Web Scraping with AutoHotKey 108- use querySelctorAll for added flexibility

Web Scraping with AutoHotkeyWeb Scraping with AutoHotkeyWeb Scraping with AutoHotkey is fun and easy however some web pages don’t have Names, IDs, or classNames set up.  Other times the pages are pretty sophisticated and you want to grab something very specific (w/out writing a lot of code).   I recently learned about QuerySelctor which uses the CSS Selector.

This W3schools page has a great, dynamic tool, that is very helpful to understand what is being grabbed.  Here is a screenshot of clicking around on the above tool which will help you get the concept.
Web Scraping with AutoHotkey QuerySelectorAll

Below is a video documenting various method calls.Web Scraping with AutoHotkey

Web Scraping with AutoHotkey Tutorial 8- QuerySelectorAll

And lastly here is the script I used walking through the video.

;~ https://the-automator.com/web-scraping-intro-with-autohotkey/ ;video series & AutoHotkey syntax writer
;~ https://www.w3.org/TR/css3-selectors/#negation
;~ http://www.w3schools.com/cssref/trysel.asp ;this is a great tool for testing how it works!
;~ http://help.dottoro.com/lcoeqcte.php
;~ http://www.cheetyr.com/css-selectors ;cheat sheet
;~ http://code.tutsplus.com/tutorials/the-30-css-selectors-you-must-memorize--net-16048
;~ http://www.w3schools.com/cssref/css_selectors.asp
;~ https://www.w3.org/TR/css3-selectors/#selectors
gosub Start_Page ;make sure on 1st AutoHotkey start page
gosub High_Level
;~ gosub Radio_And_Checkboxes
;~ gosub Elements
;~ gosub Class_and_Attributes
;~ gosub ID_And_Attributes
;~ gosub Attribs_And_Elements
;~ gosub Nesting
;~ gosub Advanced
;~ gosub Negation

;~ SciTE_Output(Pwb.document.documentElement.OuterHTML) ;typical way to get all html
;~ SciTE_Output(Pwb.document.querySelectorAll(“html”)[0].OuterHTML) ;get entire html of page

;~ SciTE_Output(Pwb.document.querySelectorAll(“body”)[0].OuterHTML) ;Get html body of page
;~ MsgBox % Pwb.document.querySelectorAll(“img”)[0].OuterHTML ;Gets 1st image
;~ len:=Pwb.document.querySelectorAll(“img”).length
;~ loop % Pwb.document.querySelectorAll(“img”).length
;~ imag.= a_index a_tab Pwb.document.querySelectorAll(“img”)[a_index-1].href “`r`n”

▶ Data section:
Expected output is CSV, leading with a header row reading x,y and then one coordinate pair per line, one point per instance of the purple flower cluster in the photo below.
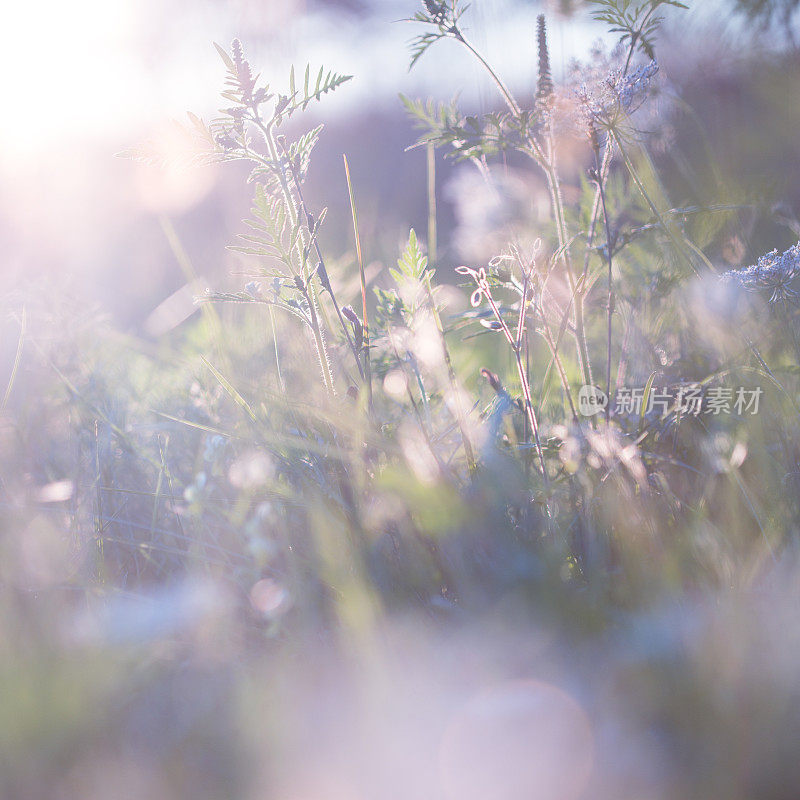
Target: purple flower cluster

▶ Work instructions:
- a) Answer these about the AutoHotkey web scraping page:
(i) What does the author say the newly learned selector method uses?
(ii) Which subroutine does the script call right after Start_Page?
(iii) Which URL in the script carries the comment "cheat sheet"?
- b) Echo everything in the AutoHotkey web scraping page from "And lastly here" down to "how it works!".
Work only from the AutoHotkey web scraping page, not from the material.

▶ Answer set:
- a)
(i) The CSS Selector.
(ii) High_Level.
(iii) http://www.cheetyr.com/css-selectors

- b)
And lastly here is the script I used walking through the video.

;~ https://the-automator.com/web-scraping-intro-with-autohotkey/ ;video series & AutoHotkey syntax writer
;~ https://www.w3.org/TR/css3-selectors/#negation
;~ http://www.w3schools.com/cssref/trysel.asp ;this is a great tool for testing how it works!